Text shown |
----

Pruritus is a frequent complaint in patients with AIDS, and secondary lesions that simply represent chronic rubbing, e.g., lichen simplex chronicus and prurigo nodularis, can be seen admixed with more specific primary lesions. Once scabies, drug eruptions, specific dermatoses such as eczematous eruptions, arthropod bite reactions, and “systemic” causes of pruritus (e.g., cholestasis, renal failure, lymphoma, parasitic infections) are excluded, the differential diagnosis includes xerosis (see below), folliculitis, eosinophilic folliculitis, and the pruritic papular eruption of HIV/AIDS. Eosinophilic folliculitis is characterized by pruritic edematous perifollicular papules, primarily on the upper trunk and in the head and neck region ( Fig. 35-19 ), and it is usually associated with advanced disease. In biopsy specimens, eosinophils are found within hair follicles. The skin-colored papules of the pruritic papular eruption of HIV/AIDS tend to favor the extremities, but can also involve the trunk; one hypothesis is that the eruption represents an exaggerated response to arthropod bites or other allergens. Both disorders may improve following UVB phototherapy, as well as with immune reconstitution.

----

Data for analysis |
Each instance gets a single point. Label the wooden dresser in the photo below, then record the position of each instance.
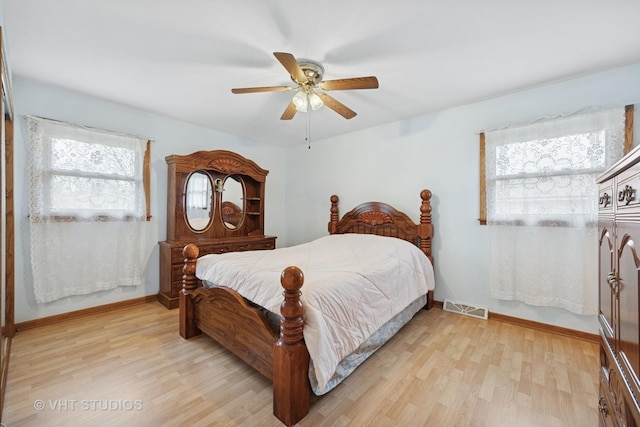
(216, 200)
(619, 283)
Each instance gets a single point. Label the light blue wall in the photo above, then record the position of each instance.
(168, 136)
(390, 163)
(439, 151)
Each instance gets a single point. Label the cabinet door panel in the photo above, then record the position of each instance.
(607, 262)
(628, 315)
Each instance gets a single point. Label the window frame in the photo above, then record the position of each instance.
(145, 164)
(482, 219)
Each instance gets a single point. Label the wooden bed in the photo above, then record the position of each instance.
(281, 356)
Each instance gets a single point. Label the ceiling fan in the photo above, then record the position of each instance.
(307, 75)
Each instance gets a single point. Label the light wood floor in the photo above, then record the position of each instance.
(130, 367)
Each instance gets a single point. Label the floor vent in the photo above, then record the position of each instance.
(467, 310)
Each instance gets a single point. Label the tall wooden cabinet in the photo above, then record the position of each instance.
(619, 282)
(215, 199)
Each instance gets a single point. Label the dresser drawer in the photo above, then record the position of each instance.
(207, 249)
(626, 191)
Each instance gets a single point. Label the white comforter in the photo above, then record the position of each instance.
(353, 284)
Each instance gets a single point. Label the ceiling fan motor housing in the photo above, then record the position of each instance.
(312, 70)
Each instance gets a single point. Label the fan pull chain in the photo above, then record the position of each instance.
(308, 134)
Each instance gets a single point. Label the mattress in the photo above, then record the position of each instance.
(354, 285)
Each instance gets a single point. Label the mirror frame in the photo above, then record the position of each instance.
(210, 203)
(242, 205)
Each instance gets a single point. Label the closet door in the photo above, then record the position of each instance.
(607, 260)
(627, 294)
(7, 228)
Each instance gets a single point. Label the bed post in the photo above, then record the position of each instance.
(333, 222)
(189, 284)
(290, 356)
(425, 232)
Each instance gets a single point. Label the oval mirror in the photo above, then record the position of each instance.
(198, 201)
(232, 202)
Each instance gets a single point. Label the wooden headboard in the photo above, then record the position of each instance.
(385, 220)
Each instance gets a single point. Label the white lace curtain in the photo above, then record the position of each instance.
(542, 207)
(87, 209)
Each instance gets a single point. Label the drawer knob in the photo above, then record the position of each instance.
(602, 406)
(626, 194)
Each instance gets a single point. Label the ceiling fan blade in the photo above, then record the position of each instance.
(261, 89)
(289, 112)
(337, 106)
(370, 82)
(291, 64)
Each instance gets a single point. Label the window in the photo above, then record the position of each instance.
(541, 206)
(89, 199)
(87, 174)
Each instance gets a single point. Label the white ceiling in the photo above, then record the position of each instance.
(181, 58)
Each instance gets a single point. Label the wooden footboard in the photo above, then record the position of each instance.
(281, 354)
(225, 316)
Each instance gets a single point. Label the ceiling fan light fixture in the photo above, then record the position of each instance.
(300, 101)
(314, 101)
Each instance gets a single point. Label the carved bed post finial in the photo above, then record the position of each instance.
(333, 222)
(290, 355)
(291, 308)
(187, 324)
(425, 229)
(189, 279)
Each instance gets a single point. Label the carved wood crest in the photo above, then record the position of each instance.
(226, 165)
(374, 218)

----

Work to complete | According to the text on pruritus in AIDS, where on the body do the papules of eosinophilic folliculitis mainly appear? The items have no connection to the text on pruritus in AIDS.

Solution for this task | Mainly on the upper trunk and in the head and neck region.